### Problem description
Turn the lines from the start of the records through the line containing "[[210, 283], [194, 366], [489, 332]]", both ends included, into a numbered list with blank lines omitted. Include no other lines.

## BEGIN

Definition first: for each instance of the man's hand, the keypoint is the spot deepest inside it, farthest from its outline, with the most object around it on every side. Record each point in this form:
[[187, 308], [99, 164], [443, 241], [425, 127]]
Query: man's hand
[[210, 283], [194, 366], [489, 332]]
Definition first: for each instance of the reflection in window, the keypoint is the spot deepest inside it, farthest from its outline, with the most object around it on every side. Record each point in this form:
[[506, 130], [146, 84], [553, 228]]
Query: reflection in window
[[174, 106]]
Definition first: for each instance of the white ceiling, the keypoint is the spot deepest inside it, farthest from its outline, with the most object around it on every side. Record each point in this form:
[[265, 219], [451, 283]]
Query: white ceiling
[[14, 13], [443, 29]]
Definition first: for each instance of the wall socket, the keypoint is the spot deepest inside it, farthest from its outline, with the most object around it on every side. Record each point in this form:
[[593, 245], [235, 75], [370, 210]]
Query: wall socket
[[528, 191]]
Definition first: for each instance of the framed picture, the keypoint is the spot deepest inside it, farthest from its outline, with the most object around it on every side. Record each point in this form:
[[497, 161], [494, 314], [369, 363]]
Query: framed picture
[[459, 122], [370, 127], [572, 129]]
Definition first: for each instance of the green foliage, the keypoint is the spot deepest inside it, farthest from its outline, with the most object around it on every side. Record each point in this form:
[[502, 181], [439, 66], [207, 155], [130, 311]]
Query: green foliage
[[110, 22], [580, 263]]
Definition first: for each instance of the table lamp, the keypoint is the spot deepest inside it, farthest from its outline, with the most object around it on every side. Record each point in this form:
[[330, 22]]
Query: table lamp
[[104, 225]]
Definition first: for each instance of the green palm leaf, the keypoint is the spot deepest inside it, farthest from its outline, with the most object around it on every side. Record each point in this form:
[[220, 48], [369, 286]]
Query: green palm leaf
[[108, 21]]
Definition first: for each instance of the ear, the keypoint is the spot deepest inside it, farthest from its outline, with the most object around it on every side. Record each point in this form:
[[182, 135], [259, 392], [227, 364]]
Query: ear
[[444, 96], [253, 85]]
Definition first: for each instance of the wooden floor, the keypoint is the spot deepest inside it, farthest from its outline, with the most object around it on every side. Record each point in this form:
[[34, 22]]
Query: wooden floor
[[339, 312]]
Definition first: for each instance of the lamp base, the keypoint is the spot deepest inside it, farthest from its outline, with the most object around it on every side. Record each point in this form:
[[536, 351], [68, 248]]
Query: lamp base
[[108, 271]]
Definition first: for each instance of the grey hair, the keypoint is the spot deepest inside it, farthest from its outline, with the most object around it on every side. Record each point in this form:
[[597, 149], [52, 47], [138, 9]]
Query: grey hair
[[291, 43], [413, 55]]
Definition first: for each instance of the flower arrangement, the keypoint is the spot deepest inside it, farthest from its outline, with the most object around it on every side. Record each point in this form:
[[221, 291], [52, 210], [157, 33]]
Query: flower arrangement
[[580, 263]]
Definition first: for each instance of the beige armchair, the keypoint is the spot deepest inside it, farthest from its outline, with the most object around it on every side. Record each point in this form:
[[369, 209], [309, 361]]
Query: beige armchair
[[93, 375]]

## END

### Response to this task
1. Definition first: for each instance of the man's hand, the keypoint is the spot deepest inside it, farthest from its outline, with the most object around it on every side. Record each point in this form:
2. [[187, 308], [99, 164], [443, 241], [425, 127]]
3. Query: man's hand
4. [[210, 283], [194, 366], [489, 332]]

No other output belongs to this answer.